■ Consignas ■
(1) Indica si cada afirmación coincide con el fragmento y cita las palabras exactas que lo deciden: (a) Quien narra se sentaba con un compañero llamado Salomón. (b) El maestro de sociales era médico. (c) Quien narra llevaba el pelo corto.
(2) Convierte en una lista breve el párrafo del fragmento que empieza con "Para los actos del colegio" y conserva sus datos principales.

■ Fragmento seleccionado ■
_ _ _ _ _
Y el profesor parando la clase, para que mi saque de vóley pase la red, y parando el juego para preguntarme que suponía yo que debía hacer con la pelota, jugando pelota al cesto... ¿En verdad quería saberlo? Yo le contestaba que no sabía, pero, la realidad, quería decirle que no me interesaba en absoluto. No era tan mala jugando al quemado, pero quería desaparecer, cuando me decía que era una princesita pensando en mi príncipe azul... y lo decía en voz alta y desde lejos... y tenía razón.
Todavía no entiendo el por qué, de la frase que me dijo un maestro, un día que se enojó con el curso entero, "la verdad, es que, de usted nunca lo hubiera esperado"... (Antes, nos trataban del usted) y yo me preguntaba, mientras me ponía colorada... ¿Y de los demás sí?
Yo me sentaba con un compañero que se llamaba Salomón, amigo de mi chico favorito. Ellos eran amigos y se potenciaban estando juntos, eran muy divertidos. Tengo un recuerdo muy dulce, muy bonito de esos momentos, de risas interminables y mucha luz. Solía pensar que era el único motivo, por el que madrugar e ir al colegio tenía un sentido.
Y llegó el último año de primaria, el maestro de sociales, era abogado, y nos dejó un mínimo paseíto por la constitución, por los juicios, por los debates, y la frase "Para que sea justo, por cada derecho... una obligación"
En los recreos, las chicas hablábamos de los capítulos de "Piel naranja", "Señorita maestra" o jugábamos a esos juegos golpeando las manos, los varones repetían situaciones graciosas de "El chavo" y de vez en cuando, alguno decía algo de la "Pantera rosa" o "El inspector", pero, juraban que ya no veían dibujitos.
Yo tenía una obsesión por volverme invisible y estaba contenta con mi pelo, porque hacía unos años que ya podía cuidármelo sola, y lo tenía largo hasta la cintura.
Para los actos del colegio, teníamos al libretista estrella, un compañero que se desvivía por obtener las mejores notas, y competía con otra compañera que compartía el mismo objetivo. Además, teníamos al protagonista indiscutido, encarnando papeles de la talla de San Martín, Sarmiento... y más. Siempre primero en levantar la mano, a la hora de pedir voluntarios para subir al escenario. No solo eso, la profe de música le daba el bombo, si cantábamos folclore. Era el mejor en educación física, pude verlo haciendo exhibiciones de su destreza en cajón y siempre capitán de su equipo. Y no, no tenía las mejores notas, pero no le hacía falta, creo, que había nacido con la habilidad de acomodarse a todas las situaciones y tenía el don del habla... verso, digamos. Y por curioso que parezca, no eran todas esas virtudes las que más me fascinaban de él, era esa luz, esa alegría, su agilidad en los movimientos y que además, era bueno, incluso conmigo.
_ _ _ _ _
■ Datos almacenados ■
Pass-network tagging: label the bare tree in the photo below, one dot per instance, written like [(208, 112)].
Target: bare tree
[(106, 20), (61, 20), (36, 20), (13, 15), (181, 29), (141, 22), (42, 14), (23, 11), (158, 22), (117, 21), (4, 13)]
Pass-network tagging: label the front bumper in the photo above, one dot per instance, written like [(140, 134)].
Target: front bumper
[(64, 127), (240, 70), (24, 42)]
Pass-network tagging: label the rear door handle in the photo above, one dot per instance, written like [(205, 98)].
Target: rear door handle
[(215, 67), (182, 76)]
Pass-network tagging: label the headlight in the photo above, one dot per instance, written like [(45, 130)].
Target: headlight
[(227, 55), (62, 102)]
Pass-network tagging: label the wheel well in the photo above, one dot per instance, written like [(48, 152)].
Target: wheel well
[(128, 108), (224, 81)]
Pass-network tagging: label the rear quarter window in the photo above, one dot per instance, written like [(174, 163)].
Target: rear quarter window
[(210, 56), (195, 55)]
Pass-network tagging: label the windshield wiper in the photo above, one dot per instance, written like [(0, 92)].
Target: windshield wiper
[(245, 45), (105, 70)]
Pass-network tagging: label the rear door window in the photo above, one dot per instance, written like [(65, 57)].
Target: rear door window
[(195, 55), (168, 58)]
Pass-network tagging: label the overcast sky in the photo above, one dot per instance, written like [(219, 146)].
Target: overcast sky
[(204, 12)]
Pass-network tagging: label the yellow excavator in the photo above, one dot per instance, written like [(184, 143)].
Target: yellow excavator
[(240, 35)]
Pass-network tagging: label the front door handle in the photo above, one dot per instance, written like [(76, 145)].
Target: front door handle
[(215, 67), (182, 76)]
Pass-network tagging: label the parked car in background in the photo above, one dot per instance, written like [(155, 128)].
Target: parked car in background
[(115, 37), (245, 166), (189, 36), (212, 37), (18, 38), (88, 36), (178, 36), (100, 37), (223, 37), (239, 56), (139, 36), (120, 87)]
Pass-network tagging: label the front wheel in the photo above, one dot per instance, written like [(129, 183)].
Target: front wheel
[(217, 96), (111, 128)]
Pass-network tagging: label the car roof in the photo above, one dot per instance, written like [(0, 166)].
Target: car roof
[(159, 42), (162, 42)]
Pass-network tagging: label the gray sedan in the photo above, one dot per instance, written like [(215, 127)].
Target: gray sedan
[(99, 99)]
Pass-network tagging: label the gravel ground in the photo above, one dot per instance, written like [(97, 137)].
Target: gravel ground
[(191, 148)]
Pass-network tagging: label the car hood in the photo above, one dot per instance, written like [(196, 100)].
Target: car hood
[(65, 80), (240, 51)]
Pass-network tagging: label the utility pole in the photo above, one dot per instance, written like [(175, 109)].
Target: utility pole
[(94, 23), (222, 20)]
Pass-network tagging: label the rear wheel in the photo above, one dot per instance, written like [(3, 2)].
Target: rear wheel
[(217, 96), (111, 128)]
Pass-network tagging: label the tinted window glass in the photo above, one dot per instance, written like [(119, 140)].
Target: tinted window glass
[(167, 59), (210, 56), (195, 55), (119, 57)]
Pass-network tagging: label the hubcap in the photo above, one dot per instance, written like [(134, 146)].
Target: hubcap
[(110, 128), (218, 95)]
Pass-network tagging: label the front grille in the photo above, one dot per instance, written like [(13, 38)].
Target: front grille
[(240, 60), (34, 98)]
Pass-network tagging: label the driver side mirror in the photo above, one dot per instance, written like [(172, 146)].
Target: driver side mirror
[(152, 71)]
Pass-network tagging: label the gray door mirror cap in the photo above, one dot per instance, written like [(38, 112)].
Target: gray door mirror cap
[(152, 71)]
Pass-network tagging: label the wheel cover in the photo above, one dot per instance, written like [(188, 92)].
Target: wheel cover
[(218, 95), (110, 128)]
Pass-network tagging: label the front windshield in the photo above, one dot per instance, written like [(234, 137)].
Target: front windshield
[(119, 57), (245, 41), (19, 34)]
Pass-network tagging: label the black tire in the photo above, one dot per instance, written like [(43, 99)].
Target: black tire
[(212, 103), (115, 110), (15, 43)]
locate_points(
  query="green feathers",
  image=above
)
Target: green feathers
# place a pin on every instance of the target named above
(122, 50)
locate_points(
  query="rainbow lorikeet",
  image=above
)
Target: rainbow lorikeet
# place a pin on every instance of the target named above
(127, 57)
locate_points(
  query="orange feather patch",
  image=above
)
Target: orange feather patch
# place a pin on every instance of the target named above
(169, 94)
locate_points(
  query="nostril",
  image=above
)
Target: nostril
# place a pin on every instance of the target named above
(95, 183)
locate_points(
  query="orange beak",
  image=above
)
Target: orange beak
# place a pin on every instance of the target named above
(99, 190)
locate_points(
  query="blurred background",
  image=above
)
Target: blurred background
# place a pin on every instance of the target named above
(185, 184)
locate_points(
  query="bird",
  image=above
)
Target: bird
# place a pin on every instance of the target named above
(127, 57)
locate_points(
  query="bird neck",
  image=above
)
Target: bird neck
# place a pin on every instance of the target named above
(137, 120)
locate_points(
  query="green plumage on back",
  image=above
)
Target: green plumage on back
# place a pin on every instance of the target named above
_ _ _ _ _
■ Soluciones ■
(1)
(a) Sí: "Yo me sentaba con un compañero que se llamaba Salomón".
(b) No: "el maestro de sociales, era abogado".
(c) No: "lo tenía largo hasta la cintura".

(2)
- Para los actos del colegio había un libretista estrella. Era un compañero que se desvivía por sacar las mejores notas y competía por ese objetivo con una compañera.
- También había un protagonista indiscutido. Encarnaba papeles como San Martín y Sarmiento.
- Siempre era el primero en levantar la mano cuando se pedían voluntarios para subir al escenario.
- Cuando cantaban folclore, la profesora de música le daba el bombo.
- Era el mejor en educación física, hacía exhibiciones en cajón y siempre era capitán de su equipo.
- No tenía las mejores notas, pero parecía haber nacido con la habilidad de acomodarse a todo y con el don del habla.
- Lo que más fascinaba a quien narra era su luz, su alegría y su agilidad. Además, era bueno, incluso con quien narra.